Turn the lines below into a Markdown table with two columns, Number and Line. Give each line its own numbered row, and leave out any blank lines.
---- Input for this task
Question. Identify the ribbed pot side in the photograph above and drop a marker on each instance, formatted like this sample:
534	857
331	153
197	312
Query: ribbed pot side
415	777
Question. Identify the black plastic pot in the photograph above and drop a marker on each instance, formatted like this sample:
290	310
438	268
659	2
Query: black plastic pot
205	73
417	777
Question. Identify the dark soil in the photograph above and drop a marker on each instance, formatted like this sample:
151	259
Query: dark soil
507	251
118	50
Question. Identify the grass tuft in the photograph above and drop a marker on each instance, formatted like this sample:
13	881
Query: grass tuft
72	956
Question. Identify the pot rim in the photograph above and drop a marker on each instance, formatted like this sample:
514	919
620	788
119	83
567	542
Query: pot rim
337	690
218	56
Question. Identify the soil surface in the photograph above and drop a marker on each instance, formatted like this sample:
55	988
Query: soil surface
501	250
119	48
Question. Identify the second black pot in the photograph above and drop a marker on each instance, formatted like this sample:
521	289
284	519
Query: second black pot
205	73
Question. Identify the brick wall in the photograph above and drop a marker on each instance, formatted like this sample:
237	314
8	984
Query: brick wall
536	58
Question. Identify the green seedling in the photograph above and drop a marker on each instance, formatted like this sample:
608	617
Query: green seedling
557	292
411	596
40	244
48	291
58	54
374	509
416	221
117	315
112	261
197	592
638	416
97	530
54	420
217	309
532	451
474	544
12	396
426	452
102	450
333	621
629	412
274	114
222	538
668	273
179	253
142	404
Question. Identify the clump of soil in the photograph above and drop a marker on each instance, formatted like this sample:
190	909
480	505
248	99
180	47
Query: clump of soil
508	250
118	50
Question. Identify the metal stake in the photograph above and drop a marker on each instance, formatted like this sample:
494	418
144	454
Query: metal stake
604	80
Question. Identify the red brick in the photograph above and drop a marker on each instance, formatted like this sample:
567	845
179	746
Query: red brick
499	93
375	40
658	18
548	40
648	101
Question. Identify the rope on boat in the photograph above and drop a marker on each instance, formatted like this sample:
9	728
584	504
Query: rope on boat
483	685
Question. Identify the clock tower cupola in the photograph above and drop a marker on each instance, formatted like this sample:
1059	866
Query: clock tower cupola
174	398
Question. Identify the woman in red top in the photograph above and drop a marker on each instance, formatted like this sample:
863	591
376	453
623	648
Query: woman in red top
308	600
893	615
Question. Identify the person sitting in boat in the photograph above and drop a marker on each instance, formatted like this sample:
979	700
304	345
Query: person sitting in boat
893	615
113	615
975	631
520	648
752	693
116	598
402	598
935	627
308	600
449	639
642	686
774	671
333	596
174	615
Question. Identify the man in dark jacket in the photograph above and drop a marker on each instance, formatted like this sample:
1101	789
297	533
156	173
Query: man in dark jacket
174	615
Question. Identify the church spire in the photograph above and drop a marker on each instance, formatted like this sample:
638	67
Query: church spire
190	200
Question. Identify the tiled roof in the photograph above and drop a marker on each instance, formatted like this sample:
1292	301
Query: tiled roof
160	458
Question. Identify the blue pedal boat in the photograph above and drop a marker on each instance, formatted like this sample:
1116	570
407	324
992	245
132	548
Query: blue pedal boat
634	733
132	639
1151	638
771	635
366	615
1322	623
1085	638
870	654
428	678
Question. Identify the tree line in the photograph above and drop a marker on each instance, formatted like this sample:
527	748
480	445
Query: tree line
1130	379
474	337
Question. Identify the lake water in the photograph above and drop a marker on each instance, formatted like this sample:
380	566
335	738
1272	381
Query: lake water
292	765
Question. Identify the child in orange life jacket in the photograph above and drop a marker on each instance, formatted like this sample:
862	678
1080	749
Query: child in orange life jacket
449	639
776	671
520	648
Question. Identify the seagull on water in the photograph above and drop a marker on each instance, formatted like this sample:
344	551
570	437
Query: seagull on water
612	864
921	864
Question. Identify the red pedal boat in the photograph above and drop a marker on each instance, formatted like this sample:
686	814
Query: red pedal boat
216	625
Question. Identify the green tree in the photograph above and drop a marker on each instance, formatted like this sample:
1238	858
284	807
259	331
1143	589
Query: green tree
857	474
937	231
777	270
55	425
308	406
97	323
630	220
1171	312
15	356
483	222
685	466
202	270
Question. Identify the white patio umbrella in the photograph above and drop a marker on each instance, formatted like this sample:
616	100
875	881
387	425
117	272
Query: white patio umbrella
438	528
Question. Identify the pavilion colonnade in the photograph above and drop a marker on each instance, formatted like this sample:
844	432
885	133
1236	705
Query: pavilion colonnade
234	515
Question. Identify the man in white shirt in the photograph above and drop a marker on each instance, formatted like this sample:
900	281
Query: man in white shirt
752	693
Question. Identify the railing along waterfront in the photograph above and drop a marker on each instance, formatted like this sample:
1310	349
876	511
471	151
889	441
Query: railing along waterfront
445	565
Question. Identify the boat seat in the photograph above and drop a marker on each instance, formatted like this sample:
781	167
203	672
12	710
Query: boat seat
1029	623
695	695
--------
- _Answer in full_:
| Number | Line |
|---|---|
| 1 | Question. Identify the ribbed pot side in the photograph above and drop a marker on each instance, formatted like this sample: |
| 2 | 534	857 |
| 3 | 331	153 |
| 4 | 197	312 |
| 5 | Query: ribbed pot side |
| 6 | 415	777 |
| 7 | Question. Identify the black plastic pot in the photograph above and drop a marker on each instance, formatted like this sample: |
| 8 | 290	310 |
| 9 | 438	268 |
| 10 | 659	2 |
| 11 | Query: black plastic pot |
| 12 | 205	73 |
| 13 | 417	777 |
| 14 | Question. Identify the dark soil in the photograph above and drop a marker on each instance, formatted like this sample: |
| 15 | 151	259 |
| 16 | Query: dark soil |
| 17 | 507	251 |
| 18 | 118	50 |
| 19 | Question. Identify the grass tuft in the photograph above and drop a marker on each instance, formatted like this sample: |
| 20 | 13	881 |
| 21 | Query: grass tuft |
| 22 | 72	956 |
| 23 | Question. Identify the pot rim in the photograph above and drop a marker on each instance, formatted like this sample: |
| 24 | 514	919 |
| 25 | 620	788 |
| 26 | 119	83 |
| 27 | 567	542 |
| 28 | Query: pot rim |
| 29 | 337	690 |
| 30 | 218	56 |
| 31 | Question. Identify the soil surface in the photograph above and drop a marker on each instance, formatted like this sample: |
| 32 | 55	988 |
| 33 | Query: soil surface |
| 34 | 501	250 |
| 35 | 119	48 |
| 36 | Question. Identify the second black pot in the photograph above and drop a marker on each instance, formatted like this sample: |
| 37 | 521	289 |
| 38 | 284	519 |
| 39 | Query: second black pot |
| 40 | 205	73 |
| 41 | Question. Identify the brick wall in the photograph above and drop a marker on each instance, formatted like this sample: |
| 42 | 237	314 |
| 43 | 8	984 |
| 44 | Query: brick wall |
| 45 | 536	58 |
| 46 | Question. Identify the green seedling in the photograph above and drop a marker on each instance, formatted like this sample: |
| 47 | 608	617 |
| 48 | Query: green seedling |
| 49 | 557	292 |
| 50 | 411	596 |
| 51 | 40	244 |
| 52 | 48	291 |
| 53 | 58	54 |
| 54 | 374	509 |
| 55 | 416	221 |
| 56 | 117	315 |
| 57 | 112	261 |
| 58 | 197	592 |
| 59 | 638	416 |
| 60 | 97	530 |
| 61 | 54	420 |
| 62 | 217	309 |
| 63 | 532	451 |
| 64 | 474	544 |
| 65 | 12	396 |
| 66 | 426	452 |
| 67 | 102	450 |
| 68 | 333	621 |
| 69 | 629	412 |
| 70 | 274	114 |
| 71 | 222	538 |
| 72 | 668	273 |
| 73 | 179	253 |
| 74 | 142	404 |
| 75 | Question. Identify the clump of soil in the photograph above and drop a marker on each instance, formatted like this sample: |
| 76 | 190	909 |
| 77 | 480	505 |
| 78 | 248	99 |
| 79 | 180	47 |
| 80 | Query: clump of soil |
| 81 | 508	250 |
| 82 | 118	50 |
| 83 | Question. Identify the metal stake in the photograph above and drop a marker on each instance, formatted like this sample: |
| 84 | 494	418 |
| 85 | 144	454 |
| 86 | Query: metal stake |
| 87 | 604	80 |
| 88 | Question. Identify the red brick in the photograph above and drop a marker on each instance, formatted like this sample: |
| 89 | 567	845 |
| 90 | 179	746 |
| 91 | Query: red brick |
| 92 | 499	93 |
| 93 | 375	40 |
| 94 | 658	18 |
| 95 | 548	40 |
| 96 | 648	101 |
| 97 | Question. Identify the rope on boat in the photograph above and drop a marker on each instance, formatted like this sample: |
| 98 | 9	728 |
| 99 | 584	504 |
| 100 | Query: rope on boat |
| 101 | 483	685 |
| 102 | Question. Identify the clock tower cupola in the photograph above and drop a marker on each instance, formatted like this sample: |
| 103 | 1059	866 |
| 104 | Query: clock tower cupola |
| 105 | 174	398 |
| 106 | Question. Identify the woman in red top in the photograph above and drop a marker on each instance, formatted like this sample: |
| 107 | 863	591 |
| 108 | 376	453 |
| 109 | 623	648 |
| 110 | Query: woman in red top |
| 111 | 308	600 |
| 112 | 893	615 |
| 113 | Question. Identify the person sitting in boat in the photograph above and drop a marker on each instance, formatted like this sample: |
| 114 | 979	700 |
| 115 | 304	345 |
| 116 | Query: person sitting in boat |
| 117 | 893	615 |
| 118 | 113	615 |
| 119 | 975	631 |
| 120 | 520	648 |
| 121 | 752	693 |
| 122 | 116	598 |
| 123 | 402	598 |
| 124 | 935	627 |
| 125 | 308	600 |
| 126 | 449	639 |
| 127 | 642	686 |
| 128 | 774	671 |
| 129 | 333	596 |
| 130 | 174	615 |
| 131 | Question. Identify the man in dark jacket in the photograph above and drop a marker on each instance, formatted like this sample: |
| 132 | 1101	789 |
| 133 | 297	533 |
| 134 | 156	173 |
| 135 | Query: man in dark jacket |
| 136 | 174	615 |
| 137 | Question. Identify the church spire in the photograph above and drop a marker on each instance, formatted like this sample: |
| 138 | 638	67 |
| 139 | Query: church spire |
| 140 | 190	200 |
| 141 | Question. Identify the tiled roof in the photograph above and drop a marker on each instance, formatted like this sample: |
| 142 | 1292	301 |
| 143 | Query: tiled roof |
| 144 | 160	458 |
| 145 | Question. Identify the blue pedal boat in the photograph above and drop a marker on each instance, formatted like this sample: |
| 146 | 1116	570 |
| 147 | 407	324 |
| 148 | 992	245 |
| 149 | 132	548 |
| 150 | Query: blue pedal boat |
| 151 | 634	733 |
| 152 | 132	639 |
| 153 | 1151	638 |
| 154 | 771	635 |
| 155 | 366	615 |
| 156 | 1322	623 |
| 157 | 1085	638 |
| 158 | 870	654 |
| 159 | 428	678 |
| 160 | Question. Identify the tree line in the photograph above and drop a marker on each instance, formatted like this sample: |
| 161 | 527	748 |
| 162 | 480	445 |
| 163 | Query: tree line |
| 164 | 1130	379 |
| 165 | 474	337 |
| 166 | Question. Identify the lake water in the photograph above and drop a marker on each instance, formatted like this sample: |
| 167 | 380	566 |
| 168 | 335	738 |
| 169 | 1272	381 |
| 170 | Query: lake water |
| 171 | 292	765 |
| 172 | Question. Identify the child in orange life jacket in the photograph above and drop a marker on each instance, formatted like this sample: |
| 173 | 862	678 |
| 174 | 1080	749 |
| 175 | Query: child in orange life jacket |
| 176 | 449	639 |
| 177 | 776	671 |
| 178 | 520	648 |
| 179 | Question. Identify the seagull on water in the photograph above and drop a marker on each instance, formatted like this sample: |
| 180 | 344	551 |
| 181 | 570	437 |
| 182 | Query: seagull on water |
| 183 | 612	864 |
| 184 | 921	864 |
| 185 | Question. Identify the red pedal boat in the photograph above and drop a marker on each instance, formatted like this sample: |
| 186 | 686	814 |
| 187 | Query: red pedal boat |
| 188 | 216	625 |
| 189 | Question. Identify the green tree in the photograph above and drop a marker on each instance, formatted like this sample: |
| 190 | 1238	858 |
| 191 | 284	807 |
| 192 | 259	331 |
| 193 | 1143	589 |
| 194 | Query: green tree |
| 195 | 857	474 |
| 196 | 937	231 |
| 197 | 777	270 |
| 198 | 55	425 |
| 199 | 308	406 |
| 200 | 97	323 |
| 201 | 630	220 |
| 202 | 1171	312 |
| 203 | 15	356 |
| 204 | 483	222 |
| 205 | 685	466 |
| 206 | 202	270 |
| 207 | Question. Identify the white patio umbrella in the photograph above and drop a marker on each instance, formatted like this sample: |
| 208 | 616	100 |
| 209 | 875	881 |
| 210 | 387	425 |
| 211 | 117	272 |
| 212 | Query: white patio umbrella |
| 213 | 438	528 |
| 214 | Question. Identify the pavilion colonnade in the photograph above and drop a marker on each instance, formatted like this sample: |
| 215 | 844	432 |
| 216 | 885	133 |
| 217 | 1236	705 |
| 218 | Query: pavilion colonnade |
| 219 | 234	515 |
| 220 | Question. Identify the man in white shirt in the photograph above and drop a marker on each instance, formatted like this sample: |
| 221 | 900	281 |
| 222 | Query: man in white shirt |
| 223 | 752	693 |
| 224 | Question. Identify the railing along waterfront in the photograph above and drop a marker on each instance, formatted like this sample: |
| 225 | 1310	349 |
| 226 | 876	511 |
| 227 | 471	151 |
| 228 | 889	441 |
| 229 | Query: railing along waterfront |
| 230 | 445	565 |
| 231 | Question. Identify the boat seat in the photograph above and drop a marker on each instance, formatted like this sample: |
| 232 | 781	167 |
| 233 | 203	672 |
| 234 | 12	710 |
| 235 | Query: boat seat |
| 236 | 1029	623 |
| 237 | 695	695 |